**EXERCISE DESCRIPTION:**
Starting at the line that contains "Flag light pole in the picture." and stopping after the line that contains "[0,265,640,480]", write out those entries again with "truck" renamed to "pickup" and nothing else changed.

**ROWS:**
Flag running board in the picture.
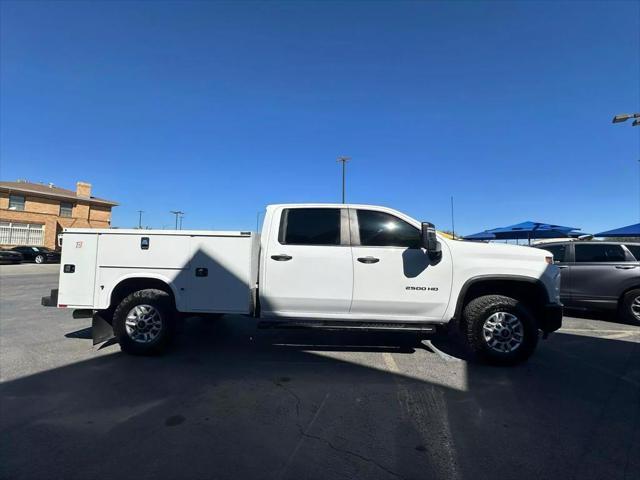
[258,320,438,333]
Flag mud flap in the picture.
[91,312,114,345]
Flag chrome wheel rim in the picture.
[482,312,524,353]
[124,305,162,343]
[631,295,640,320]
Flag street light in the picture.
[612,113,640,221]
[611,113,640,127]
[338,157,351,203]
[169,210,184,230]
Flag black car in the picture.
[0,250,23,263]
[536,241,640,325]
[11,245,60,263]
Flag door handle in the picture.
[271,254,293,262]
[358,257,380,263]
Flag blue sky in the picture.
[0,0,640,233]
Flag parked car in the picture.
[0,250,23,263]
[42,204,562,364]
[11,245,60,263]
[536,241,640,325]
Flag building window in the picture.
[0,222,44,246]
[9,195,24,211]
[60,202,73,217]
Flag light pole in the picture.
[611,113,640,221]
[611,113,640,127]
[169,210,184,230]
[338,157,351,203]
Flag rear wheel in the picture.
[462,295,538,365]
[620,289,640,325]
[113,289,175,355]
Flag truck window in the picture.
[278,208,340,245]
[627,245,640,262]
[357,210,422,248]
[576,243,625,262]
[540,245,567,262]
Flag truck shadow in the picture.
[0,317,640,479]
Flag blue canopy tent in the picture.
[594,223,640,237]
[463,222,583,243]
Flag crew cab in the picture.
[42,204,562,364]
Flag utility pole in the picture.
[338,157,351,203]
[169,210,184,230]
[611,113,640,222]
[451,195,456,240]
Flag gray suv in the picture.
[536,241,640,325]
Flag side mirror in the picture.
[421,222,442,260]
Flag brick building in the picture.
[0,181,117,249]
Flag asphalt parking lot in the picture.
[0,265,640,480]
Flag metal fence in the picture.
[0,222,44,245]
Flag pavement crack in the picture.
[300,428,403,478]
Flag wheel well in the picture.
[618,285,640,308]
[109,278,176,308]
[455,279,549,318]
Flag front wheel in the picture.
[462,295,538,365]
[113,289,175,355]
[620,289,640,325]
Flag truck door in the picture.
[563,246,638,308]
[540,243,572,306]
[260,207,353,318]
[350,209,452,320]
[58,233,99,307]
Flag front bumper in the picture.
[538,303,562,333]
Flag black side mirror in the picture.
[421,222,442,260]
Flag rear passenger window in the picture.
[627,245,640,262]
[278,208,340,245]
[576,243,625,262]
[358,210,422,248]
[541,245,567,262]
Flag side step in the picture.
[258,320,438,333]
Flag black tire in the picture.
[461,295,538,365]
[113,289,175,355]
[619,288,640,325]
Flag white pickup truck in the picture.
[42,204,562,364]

---

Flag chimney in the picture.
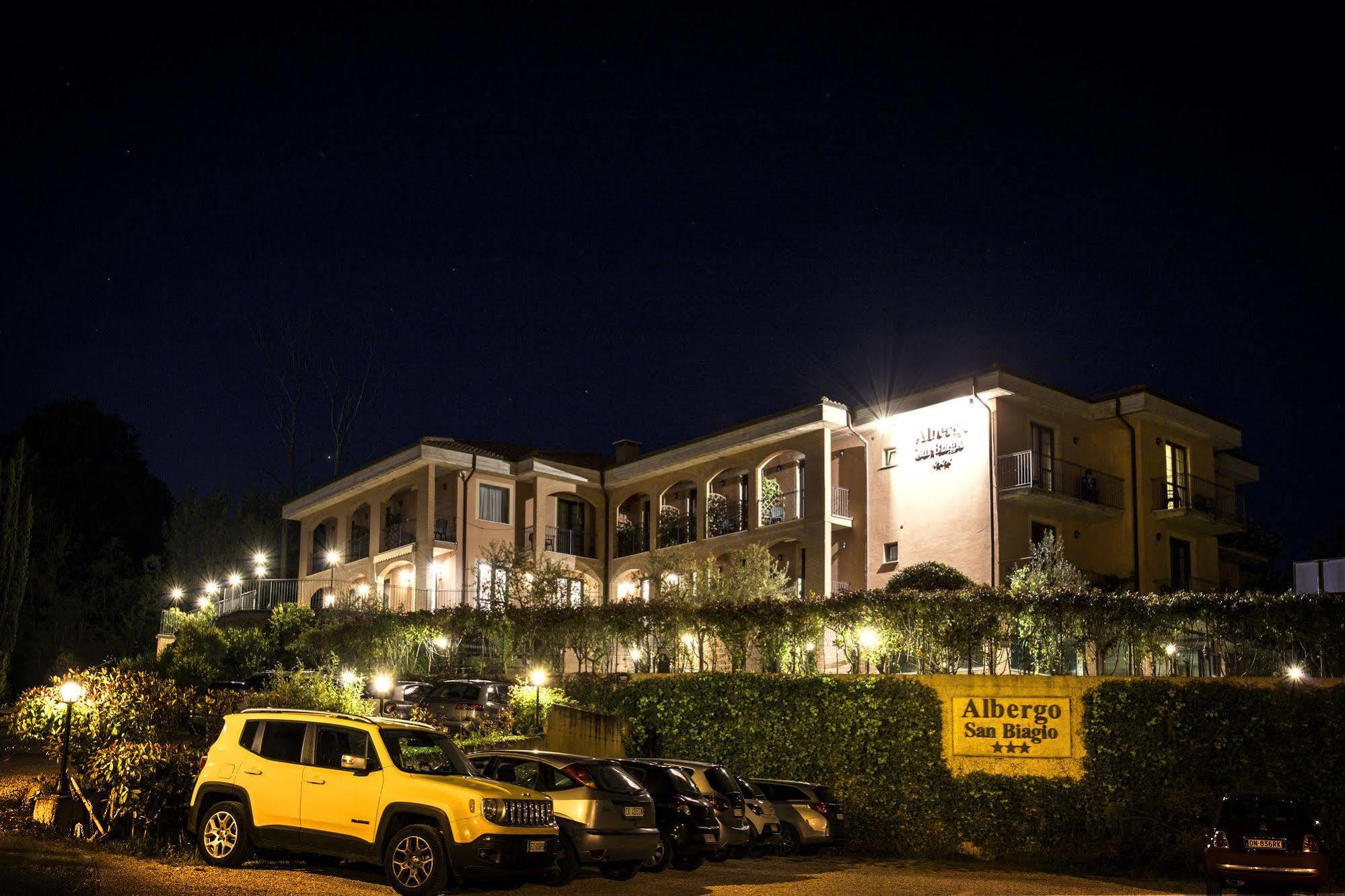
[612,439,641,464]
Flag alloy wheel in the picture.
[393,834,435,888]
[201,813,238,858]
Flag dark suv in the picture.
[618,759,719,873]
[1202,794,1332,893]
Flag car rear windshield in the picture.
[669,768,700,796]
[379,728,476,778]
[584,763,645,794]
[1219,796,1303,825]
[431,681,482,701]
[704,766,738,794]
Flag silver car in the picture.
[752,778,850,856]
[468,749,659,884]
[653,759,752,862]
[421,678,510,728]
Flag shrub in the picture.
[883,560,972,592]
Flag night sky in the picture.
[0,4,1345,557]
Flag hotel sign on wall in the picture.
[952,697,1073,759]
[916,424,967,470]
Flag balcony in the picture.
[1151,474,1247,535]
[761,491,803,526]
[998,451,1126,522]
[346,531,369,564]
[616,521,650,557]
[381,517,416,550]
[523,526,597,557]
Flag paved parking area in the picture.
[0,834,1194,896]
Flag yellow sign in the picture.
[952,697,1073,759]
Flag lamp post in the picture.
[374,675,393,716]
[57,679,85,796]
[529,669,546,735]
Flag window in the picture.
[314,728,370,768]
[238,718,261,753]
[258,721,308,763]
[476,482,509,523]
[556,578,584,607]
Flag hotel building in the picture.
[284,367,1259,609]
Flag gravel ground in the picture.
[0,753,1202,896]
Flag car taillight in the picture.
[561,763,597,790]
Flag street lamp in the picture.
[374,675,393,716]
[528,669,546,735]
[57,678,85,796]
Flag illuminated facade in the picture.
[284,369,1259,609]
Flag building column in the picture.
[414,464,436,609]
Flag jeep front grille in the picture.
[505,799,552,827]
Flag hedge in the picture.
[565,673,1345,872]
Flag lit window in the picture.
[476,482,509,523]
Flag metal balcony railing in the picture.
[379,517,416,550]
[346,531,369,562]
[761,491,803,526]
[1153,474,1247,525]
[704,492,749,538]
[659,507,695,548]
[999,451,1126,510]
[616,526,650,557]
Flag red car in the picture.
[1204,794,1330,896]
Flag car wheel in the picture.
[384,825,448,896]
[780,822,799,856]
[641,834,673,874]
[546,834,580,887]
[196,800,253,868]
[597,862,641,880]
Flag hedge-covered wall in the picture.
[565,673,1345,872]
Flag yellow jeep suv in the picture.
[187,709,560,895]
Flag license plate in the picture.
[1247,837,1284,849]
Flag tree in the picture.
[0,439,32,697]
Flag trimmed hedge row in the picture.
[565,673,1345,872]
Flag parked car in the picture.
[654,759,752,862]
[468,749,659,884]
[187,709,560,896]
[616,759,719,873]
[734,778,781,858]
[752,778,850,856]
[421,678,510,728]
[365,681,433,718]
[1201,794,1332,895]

**RESULT OF THE EXERCISE:**
Flag light pole in the picture.
[611,113,640,221]
[611,113,640,127]
[169,210,184,230]
[338,157,351,203]
Flag rear wheel in the picture.
[462,295,538,365]
[620,289,640,325]
[113,289,175,355]
Flag pickup window in the picture.
[278,208,340,245]
[627,245,640,262]
[357,210,422,248]
[576,243,625,262]
[540,245,567,262]
Flag pickup shadow in the picture.
[0,317,640,479]
Flag blue canopy tent in the picture.
[594,223,640,237]
[463,222,583,243]
Flag crew cab in the picture.
[42,204,562,364]
Flag utility pole in the picture.
[338,157,351,203]
[169,210,184,230]
[611,113,640,222]
[451,195,456,240]
Flag gray suv in the picture.
[536,241,640,325]
Flag side mirror in the picture.
[421,222,442,260]
Flag brick building in the picture.
[0,181,117,249]
Flag asphalt parking lot in the picture.
[0,265,640,480]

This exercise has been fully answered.